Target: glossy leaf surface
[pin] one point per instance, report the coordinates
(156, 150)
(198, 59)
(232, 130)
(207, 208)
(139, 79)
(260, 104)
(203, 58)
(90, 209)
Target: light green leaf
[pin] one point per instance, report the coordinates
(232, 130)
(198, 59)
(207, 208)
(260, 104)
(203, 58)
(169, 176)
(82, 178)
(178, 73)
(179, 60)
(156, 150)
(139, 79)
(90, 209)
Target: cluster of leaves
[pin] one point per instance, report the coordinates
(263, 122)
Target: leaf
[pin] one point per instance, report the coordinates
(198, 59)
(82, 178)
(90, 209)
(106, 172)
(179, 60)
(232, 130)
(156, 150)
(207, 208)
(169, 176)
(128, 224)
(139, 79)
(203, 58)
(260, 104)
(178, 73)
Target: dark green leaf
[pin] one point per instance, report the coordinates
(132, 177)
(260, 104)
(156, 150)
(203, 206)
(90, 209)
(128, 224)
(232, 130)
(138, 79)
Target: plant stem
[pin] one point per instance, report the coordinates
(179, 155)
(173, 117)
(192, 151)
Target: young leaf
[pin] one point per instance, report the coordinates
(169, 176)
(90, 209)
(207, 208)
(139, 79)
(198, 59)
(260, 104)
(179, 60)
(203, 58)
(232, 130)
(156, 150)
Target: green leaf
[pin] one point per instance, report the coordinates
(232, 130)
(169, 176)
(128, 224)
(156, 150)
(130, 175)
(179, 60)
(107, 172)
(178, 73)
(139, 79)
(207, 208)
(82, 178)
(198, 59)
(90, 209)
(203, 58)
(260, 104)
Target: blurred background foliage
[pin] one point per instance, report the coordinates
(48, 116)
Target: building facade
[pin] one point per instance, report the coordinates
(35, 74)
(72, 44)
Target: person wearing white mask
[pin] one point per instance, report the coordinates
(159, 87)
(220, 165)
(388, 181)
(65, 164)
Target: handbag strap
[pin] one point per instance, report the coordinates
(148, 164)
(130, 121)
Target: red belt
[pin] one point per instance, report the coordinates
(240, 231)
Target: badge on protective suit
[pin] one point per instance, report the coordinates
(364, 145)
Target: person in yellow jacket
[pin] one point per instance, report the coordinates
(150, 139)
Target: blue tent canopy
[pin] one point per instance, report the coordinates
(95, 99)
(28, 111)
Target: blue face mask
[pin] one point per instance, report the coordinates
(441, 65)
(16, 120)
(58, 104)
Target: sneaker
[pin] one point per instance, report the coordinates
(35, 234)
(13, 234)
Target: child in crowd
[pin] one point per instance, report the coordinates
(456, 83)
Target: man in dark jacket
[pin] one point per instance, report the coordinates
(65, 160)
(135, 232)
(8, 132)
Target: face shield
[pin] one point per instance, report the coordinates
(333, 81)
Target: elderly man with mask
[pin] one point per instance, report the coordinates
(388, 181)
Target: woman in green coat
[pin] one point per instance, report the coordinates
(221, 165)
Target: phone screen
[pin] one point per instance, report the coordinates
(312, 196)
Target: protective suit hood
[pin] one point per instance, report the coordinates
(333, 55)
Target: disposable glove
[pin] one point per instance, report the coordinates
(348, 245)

Assigned task: Could you filter the entries above for lines holding the string "jacket" and copy them?

Your response:
Target: person in yellow jacket
Target: man in dark jacket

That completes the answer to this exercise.